Coordinate annotation records:
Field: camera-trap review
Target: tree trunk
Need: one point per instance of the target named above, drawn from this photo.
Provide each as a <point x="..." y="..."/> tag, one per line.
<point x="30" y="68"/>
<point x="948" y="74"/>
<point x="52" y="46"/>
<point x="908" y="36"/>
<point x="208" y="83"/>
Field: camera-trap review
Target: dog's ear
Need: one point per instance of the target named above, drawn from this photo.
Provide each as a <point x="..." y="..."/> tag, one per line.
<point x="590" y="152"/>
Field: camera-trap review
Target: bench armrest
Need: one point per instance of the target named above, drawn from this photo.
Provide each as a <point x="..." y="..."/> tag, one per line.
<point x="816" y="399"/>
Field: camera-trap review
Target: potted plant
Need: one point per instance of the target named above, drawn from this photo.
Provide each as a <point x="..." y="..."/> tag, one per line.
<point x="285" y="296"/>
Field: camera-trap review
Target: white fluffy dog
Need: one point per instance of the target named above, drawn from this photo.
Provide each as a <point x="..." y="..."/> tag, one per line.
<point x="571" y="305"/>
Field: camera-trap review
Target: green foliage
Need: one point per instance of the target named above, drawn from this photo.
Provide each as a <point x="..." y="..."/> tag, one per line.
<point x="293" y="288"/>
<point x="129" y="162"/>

* * *

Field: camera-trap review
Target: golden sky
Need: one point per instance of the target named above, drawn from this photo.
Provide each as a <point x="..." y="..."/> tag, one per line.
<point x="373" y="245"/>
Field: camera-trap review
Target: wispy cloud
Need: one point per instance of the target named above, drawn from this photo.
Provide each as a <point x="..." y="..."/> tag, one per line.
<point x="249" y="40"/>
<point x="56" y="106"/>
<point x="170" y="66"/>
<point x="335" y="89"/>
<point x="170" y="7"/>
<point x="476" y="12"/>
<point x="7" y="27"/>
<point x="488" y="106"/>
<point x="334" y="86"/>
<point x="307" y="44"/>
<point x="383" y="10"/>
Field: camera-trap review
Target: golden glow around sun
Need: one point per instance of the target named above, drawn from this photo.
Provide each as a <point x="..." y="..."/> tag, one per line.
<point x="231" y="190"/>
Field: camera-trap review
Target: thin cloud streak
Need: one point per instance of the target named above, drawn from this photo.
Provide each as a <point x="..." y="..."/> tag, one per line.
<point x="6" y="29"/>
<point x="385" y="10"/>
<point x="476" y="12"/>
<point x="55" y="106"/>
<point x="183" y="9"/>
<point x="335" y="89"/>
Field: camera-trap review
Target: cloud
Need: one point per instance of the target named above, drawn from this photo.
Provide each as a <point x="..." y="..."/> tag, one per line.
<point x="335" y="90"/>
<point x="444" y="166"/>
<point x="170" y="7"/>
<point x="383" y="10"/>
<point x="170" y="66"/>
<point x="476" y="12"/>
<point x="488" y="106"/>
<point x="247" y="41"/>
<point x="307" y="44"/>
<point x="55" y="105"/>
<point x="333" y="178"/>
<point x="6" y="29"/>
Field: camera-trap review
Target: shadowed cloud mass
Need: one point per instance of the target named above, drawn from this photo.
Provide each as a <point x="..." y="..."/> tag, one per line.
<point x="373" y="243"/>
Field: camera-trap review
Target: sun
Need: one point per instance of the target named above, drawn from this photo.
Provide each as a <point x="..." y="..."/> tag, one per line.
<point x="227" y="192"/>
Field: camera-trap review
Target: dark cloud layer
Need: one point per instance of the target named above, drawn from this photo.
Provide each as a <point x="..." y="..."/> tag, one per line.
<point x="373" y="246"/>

--

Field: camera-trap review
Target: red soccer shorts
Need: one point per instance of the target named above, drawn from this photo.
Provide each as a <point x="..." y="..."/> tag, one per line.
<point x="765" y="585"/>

> [The exercise]: Return each line in the listing above that contains the word "cloud".

> [Answer below]:
Target: wispy cloud
Target: thin cloud streak
Target: cloud
Target: shadowed cloud mass
Target: dark cloud layer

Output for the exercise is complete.